## [Selected excerpt]
Community Based Real Estate Investment
A Case Study: Otter Creek Investment Fund, LLC
In the fall of 1997, in response to a steady decline in the commercial vitality of downtown Vergennes, a small group of area residents began meeting to discuss strategies to spark revitalization. Several ideas were pursued concurrently, including the initiation of a public planning process modeled on the National Main Street Center approach, and, continued fund raising for restoration of the two architecturally significant cultural resources (the Bixby Library and the Opera House) that serve as book ends of the Main Street commercial district.
In addition, interest was expressed in using one of the tools of commercial real estate development - syndication - to provide a vehicle for members of the community to invest in the downtown. Syndication is simply the process by which a group of investors can join together to own and operate real estate. In a typical syndication, an experienced developer plans and manages the project, and one or more investors provide the equity capital required. On a Vermont scale, this usually involves a handful of accredited investors (individuals or companies with significant earnings and net worth and the experience and sophistication to assess the viability of the development plan) providing financial backing to a developer. The ownership entity (usually a limited partnership or limited liability company) is structured so that the investors have both limited liability (no liability for the debts of the entity) as well as limited involvement in the management of the ownership entity.

[Stored items]
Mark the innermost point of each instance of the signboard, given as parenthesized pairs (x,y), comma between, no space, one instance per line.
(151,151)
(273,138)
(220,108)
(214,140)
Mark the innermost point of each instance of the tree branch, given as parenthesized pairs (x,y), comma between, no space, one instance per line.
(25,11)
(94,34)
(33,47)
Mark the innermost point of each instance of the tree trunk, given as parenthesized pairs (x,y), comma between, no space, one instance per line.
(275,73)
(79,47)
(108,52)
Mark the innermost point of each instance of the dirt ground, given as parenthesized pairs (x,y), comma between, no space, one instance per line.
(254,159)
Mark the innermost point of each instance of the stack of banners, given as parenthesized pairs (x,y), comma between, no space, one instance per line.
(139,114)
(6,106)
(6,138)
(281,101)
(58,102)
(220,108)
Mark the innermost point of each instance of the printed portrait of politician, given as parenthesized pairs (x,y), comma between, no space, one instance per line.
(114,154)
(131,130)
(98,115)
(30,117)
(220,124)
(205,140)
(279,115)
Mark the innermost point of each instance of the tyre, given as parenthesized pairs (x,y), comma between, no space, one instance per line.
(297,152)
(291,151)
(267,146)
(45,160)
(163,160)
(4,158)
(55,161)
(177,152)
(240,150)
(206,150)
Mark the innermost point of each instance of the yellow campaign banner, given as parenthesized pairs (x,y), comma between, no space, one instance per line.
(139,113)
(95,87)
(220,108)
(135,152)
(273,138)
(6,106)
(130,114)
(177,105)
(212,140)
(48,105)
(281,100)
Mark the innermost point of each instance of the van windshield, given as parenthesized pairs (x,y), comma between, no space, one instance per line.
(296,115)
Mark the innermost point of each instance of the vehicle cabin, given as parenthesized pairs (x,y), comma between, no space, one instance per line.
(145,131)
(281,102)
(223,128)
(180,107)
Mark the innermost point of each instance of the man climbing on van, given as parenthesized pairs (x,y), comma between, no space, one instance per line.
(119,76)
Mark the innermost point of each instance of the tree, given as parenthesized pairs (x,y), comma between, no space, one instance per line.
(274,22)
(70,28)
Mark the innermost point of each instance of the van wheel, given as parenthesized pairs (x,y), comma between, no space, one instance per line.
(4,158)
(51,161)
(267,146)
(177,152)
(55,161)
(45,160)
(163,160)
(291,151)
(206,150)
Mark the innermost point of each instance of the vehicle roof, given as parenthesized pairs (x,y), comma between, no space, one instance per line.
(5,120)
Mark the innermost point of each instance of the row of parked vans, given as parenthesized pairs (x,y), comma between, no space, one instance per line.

## [Problems and tasks]
a – The case study on community real estate investment describes what accredited investors have. List each of those qualities it names.
b – Set down, word for word, the stretch of the case study from "Community Based Real" through "Street commercial district.".
c – Decide whether each statement agrees with the case study, answering yes or no and quoting the words of the text that settle it: (i) The group of area residents began meeting in the fall of 1997. (ii) In a typical syndication, the investors plan and manage the project. (iii) Investors in the ownership entity are liable for its debts.
None of the stored items is needed here.

## [Exercise responses]
a – significant earnings, net worth, experience, sophistication

b –
Community Based Real Estate Investment
A Case Study: Otter Creek Investment Fund, LLC
In the fall of 1997, in response to a steady decline in the commercial vitality of downtown Vergennes, a small group of area residents began meeting to discuss strategies to spark revitalization. Several ideas were pursued concurrently, including the initiation of a public planning process modeled on the National Main Street Center approach, and, continued fund raising for restoration of the two architecturally significant cultural resources (the Bixby Library and the Opera House) that serve as book ends of the Main Street commercial district.

c –
(i) Yes: "In the fall of 1997, in response to a steady decline in the commercial vitality of downtown Vergennes, a small group of area residents began meeting"
(ii) No: "an experienced developer plans and manages the project, and one or more investors provide the equity capital required"
(iii) No: "the investors have both limited liability (no liability for the debts of the entity)"